§ **REQUIRED WORK**:
A. In the Xuecheng excerpt, how many pages long is the report that reprinted the message transcripts?
B. From the Xuecheng excerpt, reproduce everything from "Then half a" down to "between the two.", word for word.

§ **PASSAGE FOR REVIEW**:
((

It was this program of sending clergy abroad that led to Xuecheng’s downfall. Most of those sent overseas were nuns. Like Xuecheng, they had taken a vow of chastity. But unlike other clergy members, who are banned by monastic rules from using cellphones, these nuns were given phones so they could communicate when overseas.

Then half a dozen were summoned to meet Xuecheng for instruction.

Xuecheng began sending them explicit messages, according to transcripts reprinted in the 95-page report, such as asking one if she would be willing to be caressed and have intercourse. When she said no, he said she had to “break through” this kind of thinking. He started a conversation with another nun, asking her, “Who do you belong to?” Her answer: “The Master,” meaning Xuecheng, an exchange that made clear the power relationship between the two.

Late last year, the nuns contacted two senior monks, who took up their cause. In their report, the monks also assert that donations to the temple were siphoned into Xuecheng’s personal bank account.

But — symptomatic of China’s top-down political system — the monks alleged that Xuecheng blocked their efforts to begin a formal investigation. In February, the monks forwarded their report to the government, and in August someone posted it on social media. Later that month, Xuecheng was stripped of his main titles and the authorities confirmed he had sent the messages.

Li Tingting, a prominent Chinese feminist activist now living in London, said the charges represent the spread of the Chinese #MeToo movement beyond relatively soft targets, like figures in academia, the news media and nongovernmental organizations, who in China generally have little political clout.

Unclear, though, is why the allegations against Xuecheng were made public. One reason may be that the monks were worried that the report was being swept under the carpet. (Efforts to reach the monks who wrote it were unsuccessful.)

But others say the report was intended to wake up the faithful to the dangers of Xuecheng’s embrace of social media and social elites.

))

Annotated photo localization data:
((

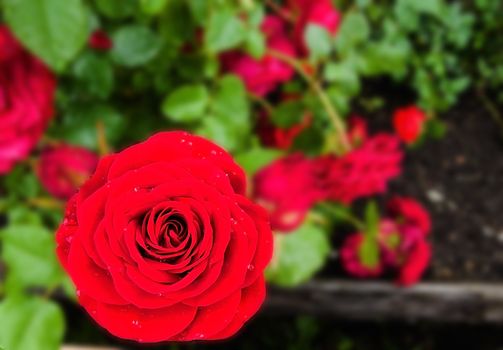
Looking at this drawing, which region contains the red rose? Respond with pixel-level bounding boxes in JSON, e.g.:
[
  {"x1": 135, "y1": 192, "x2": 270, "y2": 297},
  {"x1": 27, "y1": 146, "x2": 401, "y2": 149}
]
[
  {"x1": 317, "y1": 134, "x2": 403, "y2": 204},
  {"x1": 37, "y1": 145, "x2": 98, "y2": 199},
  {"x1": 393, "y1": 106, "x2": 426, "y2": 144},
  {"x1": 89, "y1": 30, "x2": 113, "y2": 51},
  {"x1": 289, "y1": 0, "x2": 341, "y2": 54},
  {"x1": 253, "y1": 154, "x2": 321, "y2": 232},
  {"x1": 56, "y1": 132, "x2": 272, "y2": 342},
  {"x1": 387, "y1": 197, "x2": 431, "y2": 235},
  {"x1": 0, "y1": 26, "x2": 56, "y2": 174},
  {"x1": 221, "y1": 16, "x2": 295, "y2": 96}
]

))

§ **ANSWERS BY TASK**:
A. 95 pages.

B.
Then half a dozen were summoned to meet Xuecheng for instruction.

Xuecheng began sending them explicit messages, according to transcripts reprinted in the 95-page report, such as asking one if she would be willing to be caressed and have intercourse. When she said no, he said she had to “break through” this kind of thinking. He started a conversation with another nun, asking her, “Who do you belong to?” Her answer: “The Master,” meaning Xuecheng, an exchange that made clear the power relationship between the two.